▶ _Task to carry out_
Copy, word for word, the part of the passage on Steam sales and indie bundles that opens with the words containing "It doesn’t stop" and closes with "them indie titles).".

Steam sales and bundling will quickly become the bane of Indie developers

I’m sure you’ve thought about it a few times now.  This great-looking, new indie game is out and it looks good enough to play, but I think I’ll wait a little while.  After all, I don’t need it and it’ll just be on one of those Steam sales or Humble Bundle things in a month where I can get it for a buck or two.

That’s the challenge indie developers are currently facing and it may become more and more pronounced as 2012 wanes on.  Indie games are a big deal now and with the industry looking to them to be the real innovators, their success is going to be a barometer for the industry as a whole.  While high-profile indie titles (to think there’s such a thing now is crazy) like Fez are sure to be hits because of their heavy press coverage, awards, backing from services like XBLA and just overall street cred, the vast majority of indie developers are still out there struggling to be successful.

Eventually the devaluation of indie games as a whole is where there are going to be the biggest losses.  About a month after its release, The Binding of Isaac was put on a Humble Bundle and made many customers a little more than peeved that they just paid nearly 10 times what bundle shoppers were paying for the same title (plus other games).  There are certainly times I’ve given Humble Bundle or any of the other bundles out there more than what they’re asking for (essentially nothing).  But let’s say you put the exact same product, side-by-side in a store and told me, this one on the right is $1.00, this one on the left is $20.00, which would you choose?  I would choose the right one every time.  Do that a few more times and then take away the $1.00 offer, only the $20.00 remains.  All I have to say is: “well you offered it for $1.00 every time before and I’ll give you that, but there’s no way I’m paying you $20, that’s outrageous!”  That’s the problem we’re facing now with indie bundles.

It doesn’t stop with bundles either.  Steam sales have become one of the most popular and talked-about things on the Valve-run service that they now host a new one every day (and an extra one every weekend and another extra one in the middle of the week).  There’s always something on sale on the service and I’ve become accustomed to browsing the store page each day to check it out what’s there, despite the fact that I have many unplayed titles already piling up in my library (many of them indie titles).

▶ _Supplied material_

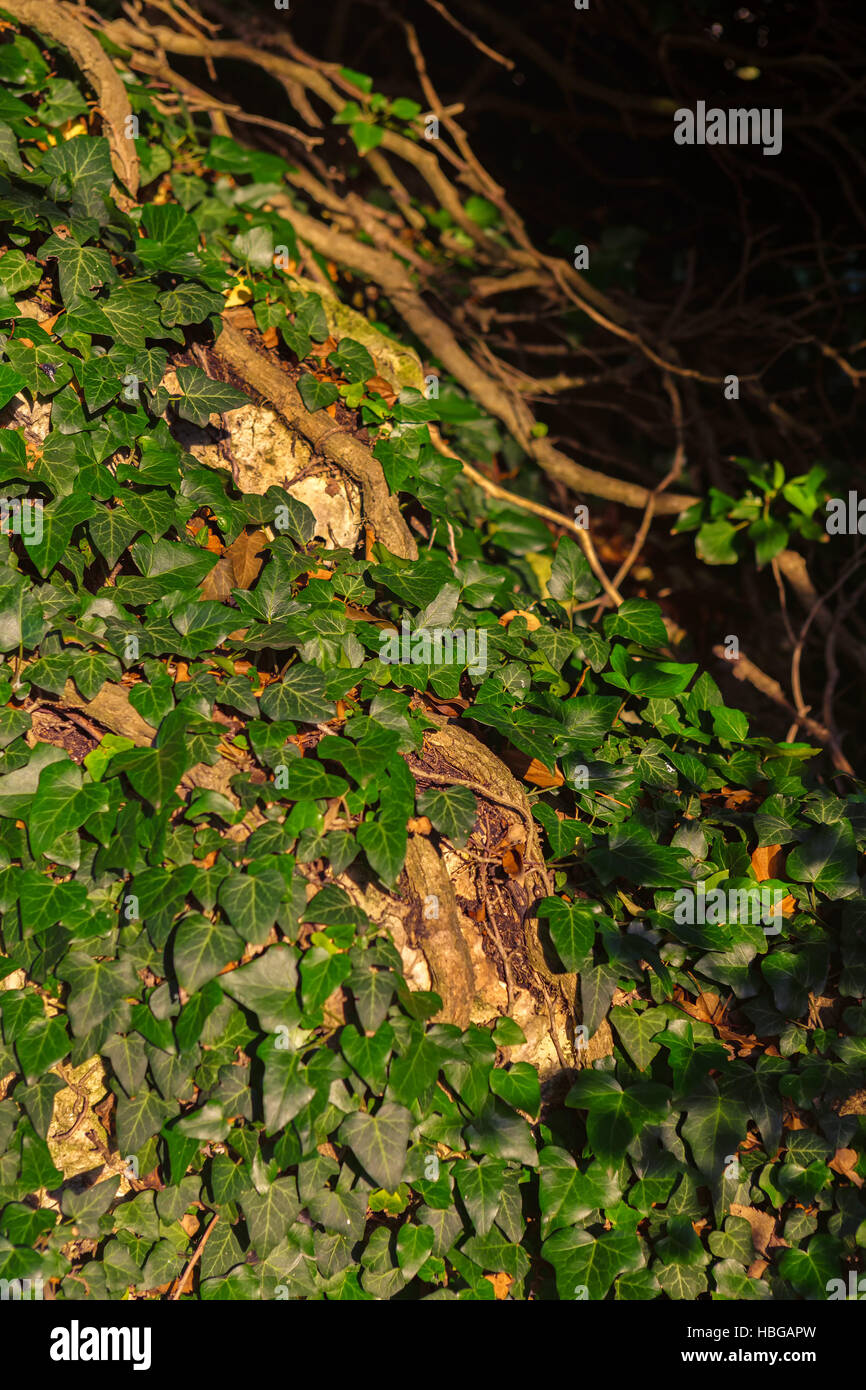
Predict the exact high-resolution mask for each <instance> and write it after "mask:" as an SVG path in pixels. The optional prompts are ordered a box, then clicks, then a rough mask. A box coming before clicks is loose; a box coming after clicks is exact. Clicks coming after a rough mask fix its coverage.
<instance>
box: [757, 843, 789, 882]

▶ _Exercise solution_
It doesn’t stop with bundles either.  Steam sales have become one of the most popular and talked-about things on the Valve-run service that they now host a new one every day (and an extra one every weekend and another extra one in the middle of the week).  There’s always something on sale on the service and I’ve become accustomed to browsing the store page each day to check it out what’s there, despite the fact that I have many unplayed titles already piling up in my library (many of them indie titles).